(Data entries)
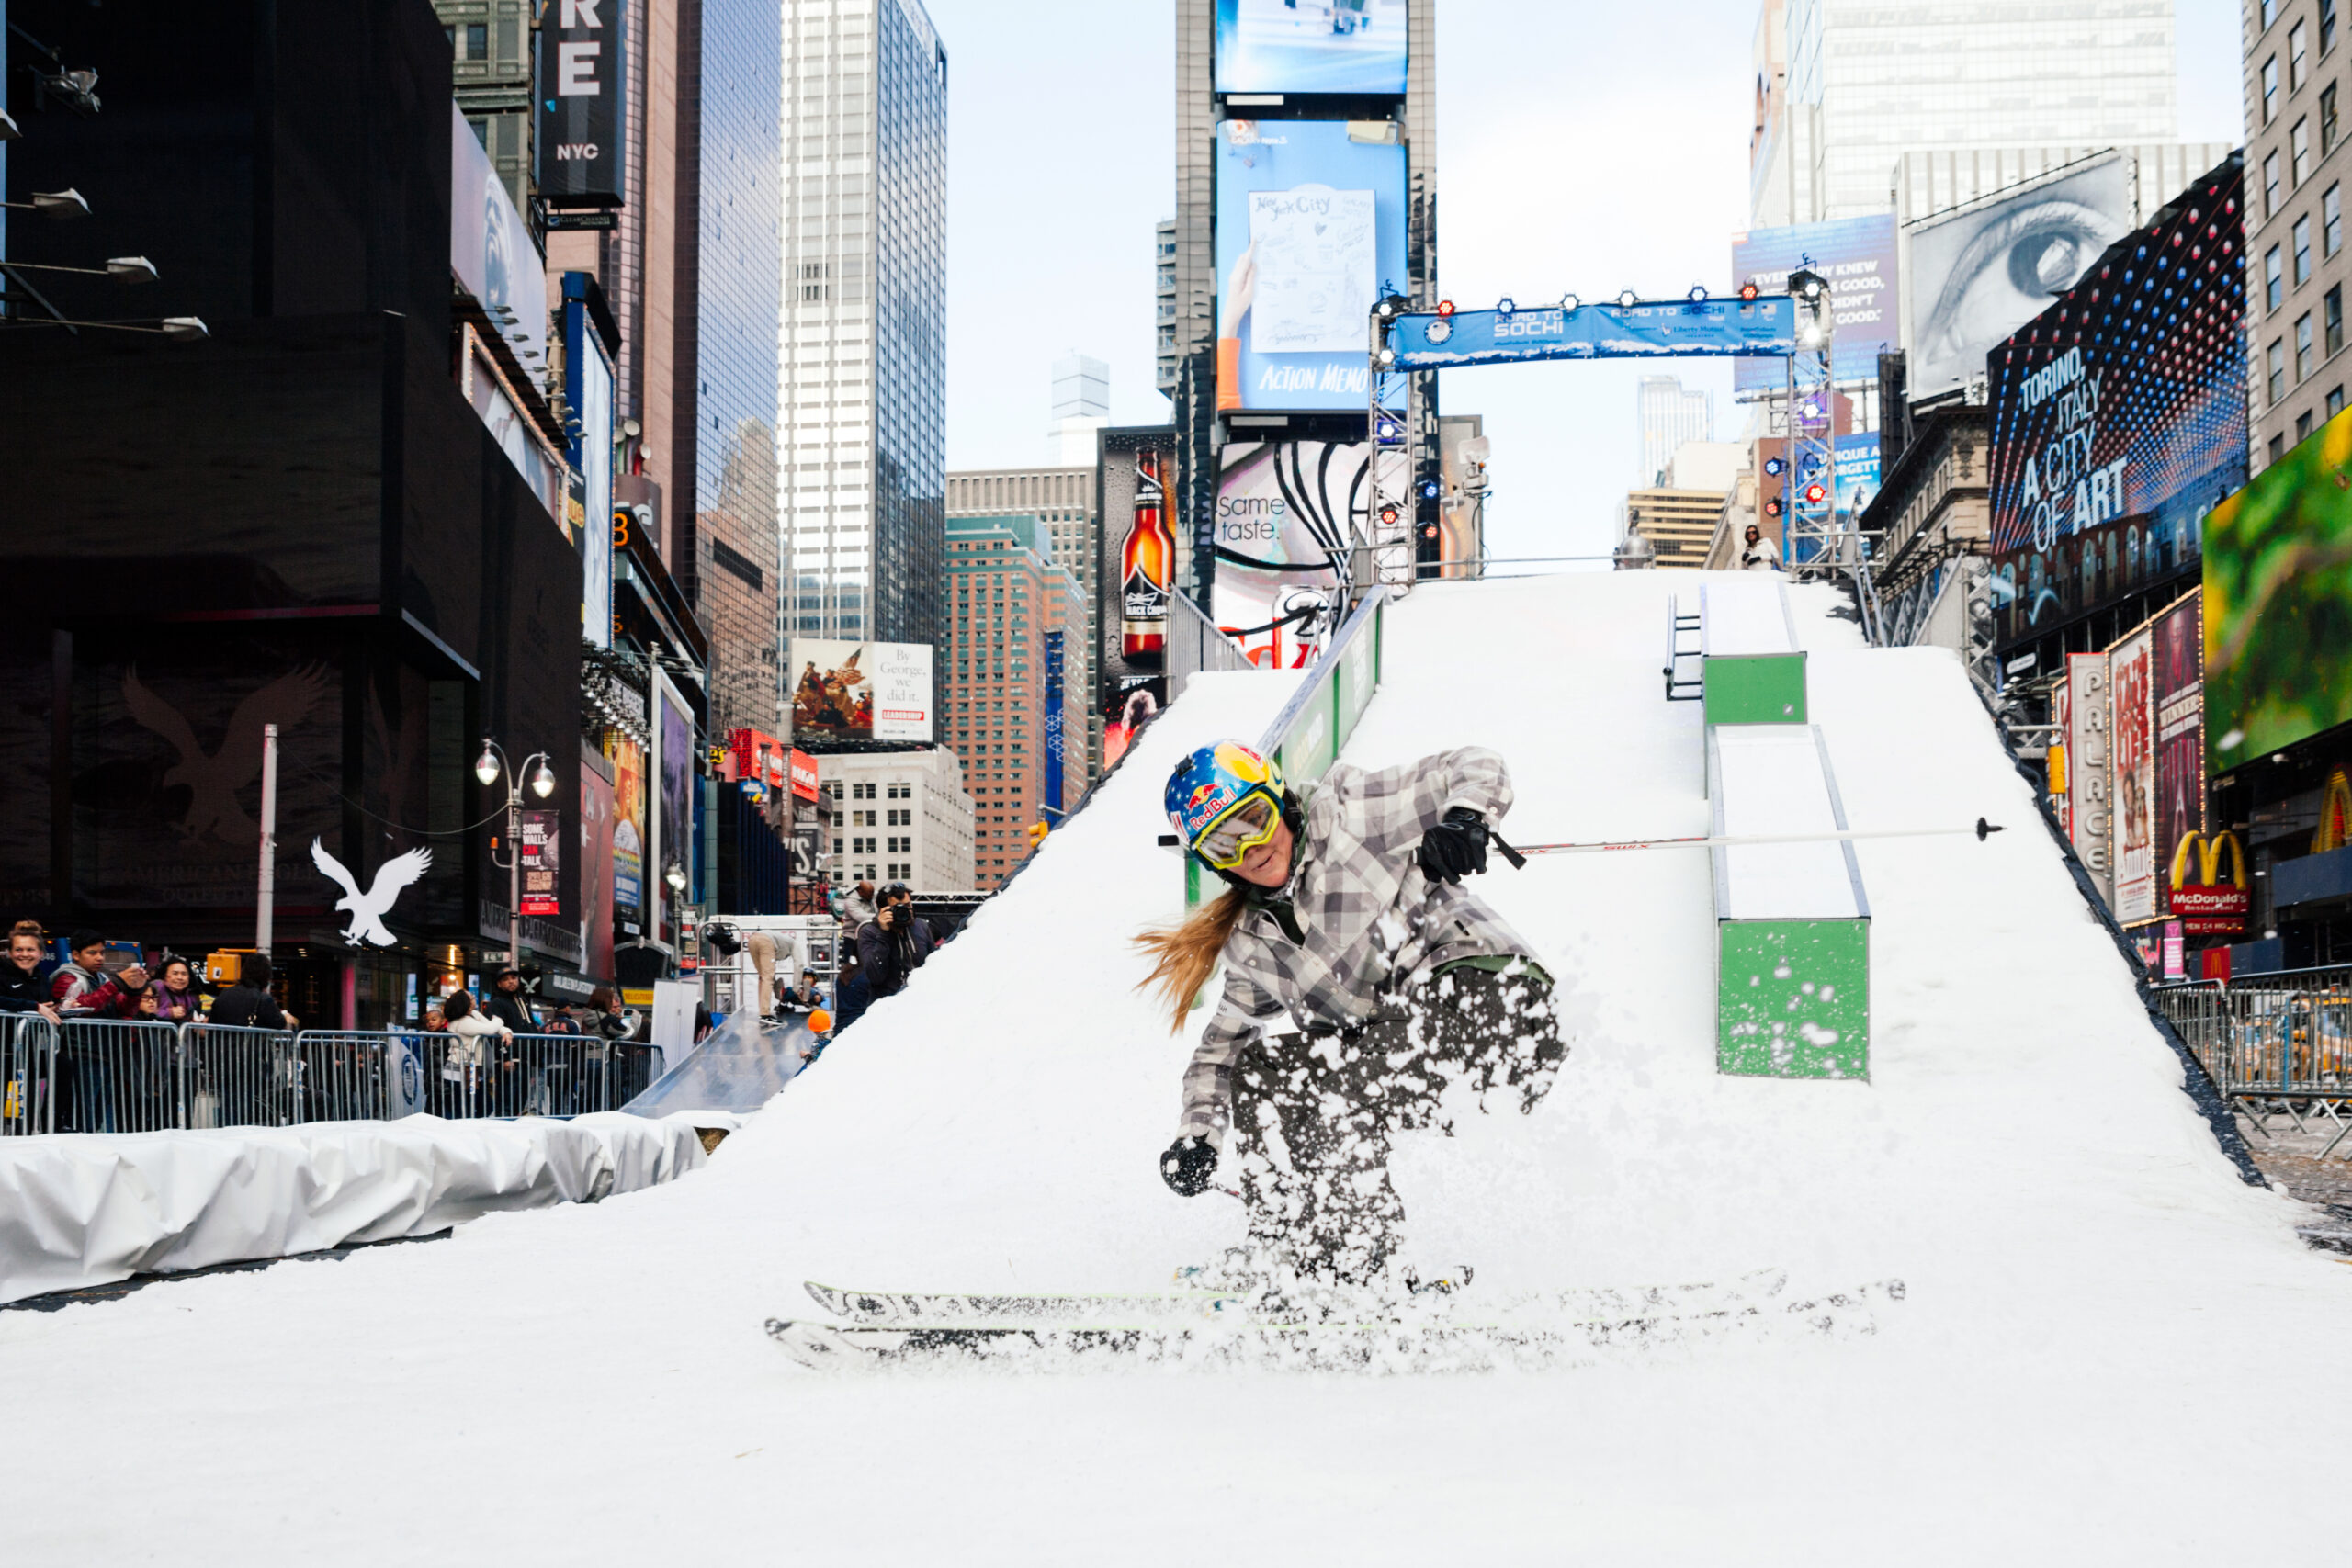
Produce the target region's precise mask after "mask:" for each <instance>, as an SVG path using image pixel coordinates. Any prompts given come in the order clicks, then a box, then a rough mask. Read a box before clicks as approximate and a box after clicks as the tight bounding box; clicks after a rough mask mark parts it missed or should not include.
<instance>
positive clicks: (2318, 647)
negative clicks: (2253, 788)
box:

§ Aim of the exercise
Reproduce all of the material above verbatim, omitting the picture.

§ Result for this task
Produce the target region's precise mask after "mask:" for each <instance>, as an SVG path using image pixel coordinates. Any prompts given come in the order clicks, then a box, then a rough mask. Read a box before clicks as approximate and a box after clicks as the tight bounding box; clicks after a rough mask mark parts it missed or should not include.
<instance>
positive clicks: (2318, 647)
negative clicks: (2253, 788)
box:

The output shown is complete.